▶ [DESCRIPTION OF THE TASK]:
Please name the club that Bărboianu signed a five-year contract with on 3 August 2011, according to the footballer profile below.

▶ [SELECTED EXCERPT]:
%%

Ștefan Nicolae Bărboianu (born 24 January 1988) is a Romanian footballer who plays as a right back or as a defensive midfielder for Liga III club CSM Reșița.

Club career

Universitatea Craiova
Bărboianu started his career at Universitatea Craiova. In February 2011 he was declared free agent, but in the meantime he signed a new contract with Craiova, from 1 July 2011. So Bărboianu played in the Spring of 2011 for Dinamo București, and returned to Craiova in July. Following the disaffiliation of Universitatea, Bărboianu was again declared free agent and signed on 3 August 2011 a contract for five years with Astra Giurgiu.

Dinamo București
Bărboianu had two terms at Dinamo. The first one was a short one, for only four months, from February until May 2011. He was released after an own-goal in the 2011 Cupa României Final, that sent the trophy to Dinamo's biggest rivals, Steaua București. In December 2013, Bărboianu returned to Dinamo and played until May 2015, when in a match again versus Steaua, he conceded a penalty which led to the first goal of the game, won by Steaua 3–1. Two days after the game, his contract with Dinamo was ended by mutual agreement.

%%

▶ [DATASET EXCERPTS]:

%%

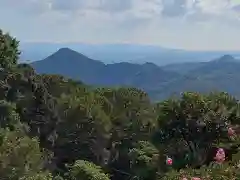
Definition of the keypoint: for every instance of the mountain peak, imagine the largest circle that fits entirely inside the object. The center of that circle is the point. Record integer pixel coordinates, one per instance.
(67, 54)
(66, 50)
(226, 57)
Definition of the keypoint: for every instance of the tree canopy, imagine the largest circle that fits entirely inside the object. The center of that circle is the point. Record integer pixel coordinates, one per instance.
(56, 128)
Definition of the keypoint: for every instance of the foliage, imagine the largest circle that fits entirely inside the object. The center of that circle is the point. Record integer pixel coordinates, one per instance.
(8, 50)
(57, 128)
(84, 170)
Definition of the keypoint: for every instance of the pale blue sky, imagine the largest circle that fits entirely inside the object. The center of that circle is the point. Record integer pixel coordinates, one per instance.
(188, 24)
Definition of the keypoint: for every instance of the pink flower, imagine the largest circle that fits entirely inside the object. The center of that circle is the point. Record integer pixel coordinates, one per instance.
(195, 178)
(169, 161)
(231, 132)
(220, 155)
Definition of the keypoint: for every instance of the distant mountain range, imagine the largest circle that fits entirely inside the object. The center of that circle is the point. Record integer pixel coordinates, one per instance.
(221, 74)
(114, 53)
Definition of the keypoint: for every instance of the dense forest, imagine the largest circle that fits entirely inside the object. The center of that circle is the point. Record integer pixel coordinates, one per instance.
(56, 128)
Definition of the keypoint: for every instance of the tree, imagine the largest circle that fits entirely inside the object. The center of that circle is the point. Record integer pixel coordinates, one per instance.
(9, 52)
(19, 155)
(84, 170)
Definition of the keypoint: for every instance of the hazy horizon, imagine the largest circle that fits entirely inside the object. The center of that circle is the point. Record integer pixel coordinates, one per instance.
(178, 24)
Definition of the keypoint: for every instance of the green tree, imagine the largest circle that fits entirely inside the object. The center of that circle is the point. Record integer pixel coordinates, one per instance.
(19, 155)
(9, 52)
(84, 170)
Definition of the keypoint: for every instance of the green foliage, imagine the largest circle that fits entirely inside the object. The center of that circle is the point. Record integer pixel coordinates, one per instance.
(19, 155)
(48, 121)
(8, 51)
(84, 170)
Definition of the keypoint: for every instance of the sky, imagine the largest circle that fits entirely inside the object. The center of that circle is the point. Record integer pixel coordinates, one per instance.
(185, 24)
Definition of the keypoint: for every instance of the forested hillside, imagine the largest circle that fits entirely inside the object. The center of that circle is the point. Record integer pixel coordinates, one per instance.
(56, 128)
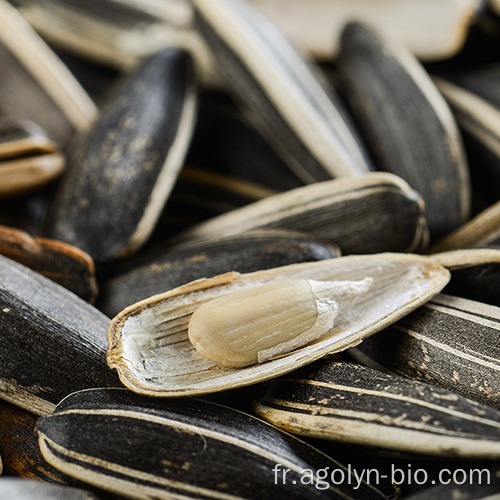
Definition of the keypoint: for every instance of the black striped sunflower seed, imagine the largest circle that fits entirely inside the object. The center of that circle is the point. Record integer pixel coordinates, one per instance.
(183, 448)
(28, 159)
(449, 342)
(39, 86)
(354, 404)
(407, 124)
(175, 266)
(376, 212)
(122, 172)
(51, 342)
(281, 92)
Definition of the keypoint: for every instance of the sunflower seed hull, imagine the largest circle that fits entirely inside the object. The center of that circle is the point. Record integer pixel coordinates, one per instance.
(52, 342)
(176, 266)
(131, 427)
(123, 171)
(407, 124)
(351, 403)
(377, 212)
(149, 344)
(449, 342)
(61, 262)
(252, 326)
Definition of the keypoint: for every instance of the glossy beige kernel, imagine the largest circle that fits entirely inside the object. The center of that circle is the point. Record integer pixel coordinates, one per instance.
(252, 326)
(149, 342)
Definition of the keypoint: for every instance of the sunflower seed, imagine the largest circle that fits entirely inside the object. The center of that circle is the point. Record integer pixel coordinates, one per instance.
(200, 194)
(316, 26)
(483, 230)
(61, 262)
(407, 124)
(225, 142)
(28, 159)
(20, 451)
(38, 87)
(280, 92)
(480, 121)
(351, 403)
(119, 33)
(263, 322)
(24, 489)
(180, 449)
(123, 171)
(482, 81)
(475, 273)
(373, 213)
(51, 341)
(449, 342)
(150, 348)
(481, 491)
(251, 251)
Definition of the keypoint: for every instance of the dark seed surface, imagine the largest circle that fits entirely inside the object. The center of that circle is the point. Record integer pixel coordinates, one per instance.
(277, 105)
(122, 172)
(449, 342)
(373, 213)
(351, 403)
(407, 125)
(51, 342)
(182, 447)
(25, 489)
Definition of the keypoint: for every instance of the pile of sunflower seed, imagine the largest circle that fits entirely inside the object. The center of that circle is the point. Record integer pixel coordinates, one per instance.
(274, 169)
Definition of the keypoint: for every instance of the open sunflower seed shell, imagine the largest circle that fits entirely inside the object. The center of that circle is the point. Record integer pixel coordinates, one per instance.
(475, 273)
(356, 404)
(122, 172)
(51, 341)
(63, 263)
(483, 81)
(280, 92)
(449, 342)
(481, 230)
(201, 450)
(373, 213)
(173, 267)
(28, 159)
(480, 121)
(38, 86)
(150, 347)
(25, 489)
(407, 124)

%%

▶ [PROBLEM SOLUTION]:
Astra Giurgiu